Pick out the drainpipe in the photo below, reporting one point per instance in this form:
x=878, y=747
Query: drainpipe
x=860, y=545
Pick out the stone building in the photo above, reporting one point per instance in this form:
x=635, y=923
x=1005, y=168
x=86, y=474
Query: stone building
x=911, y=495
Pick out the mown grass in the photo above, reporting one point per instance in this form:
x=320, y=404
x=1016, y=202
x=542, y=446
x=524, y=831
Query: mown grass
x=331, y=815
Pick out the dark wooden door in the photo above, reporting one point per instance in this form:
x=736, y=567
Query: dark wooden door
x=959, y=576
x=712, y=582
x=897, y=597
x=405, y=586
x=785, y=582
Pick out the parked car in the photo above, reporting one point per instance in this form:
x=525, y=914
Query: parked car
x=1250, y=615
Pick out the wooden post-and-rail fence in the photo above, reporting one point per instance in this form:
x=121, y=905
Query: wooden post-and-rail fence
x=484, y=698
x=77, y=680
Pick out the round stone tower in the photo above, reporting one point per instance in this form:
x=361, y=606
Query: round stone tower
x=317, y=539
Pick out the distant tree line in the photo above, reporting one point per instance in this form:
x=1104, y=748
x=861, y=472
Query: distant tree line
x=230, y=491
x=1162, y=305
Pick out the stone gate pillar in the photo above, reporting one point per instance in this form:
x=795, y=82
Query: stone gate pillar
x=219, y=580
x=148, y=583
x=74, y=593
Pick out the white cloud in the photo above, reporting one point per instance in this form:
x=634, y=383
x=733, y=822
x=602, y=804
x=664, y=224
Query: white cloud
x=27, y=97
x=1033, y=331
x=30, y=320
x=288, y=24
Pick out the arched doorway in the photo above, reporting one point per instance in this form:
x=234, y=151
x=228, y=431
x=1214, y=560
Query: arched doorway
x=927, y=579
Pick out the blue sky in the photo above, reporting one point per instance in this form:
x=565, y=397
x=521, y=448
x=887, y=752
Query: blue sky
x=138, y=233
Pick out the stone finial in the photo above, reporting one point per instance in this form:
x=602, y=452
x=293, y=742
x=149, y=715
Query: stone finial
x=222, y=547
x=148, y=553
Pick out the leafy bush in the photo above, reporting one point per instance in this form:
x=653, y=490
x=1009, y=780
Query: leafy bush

=======

▸ **WHAT THE EXERCISE ASKS**:
Please output, exactly, the lines of the listing from the one containing "Pick out the leafy" through the last, inclusive, and no other lines.

▸ **ANSWER SECTION**:
Pick out the leafy bush in the photo above, reporting one point per instance in this form:
x=653, y=490
x=1009, y=780
Query: leafy bush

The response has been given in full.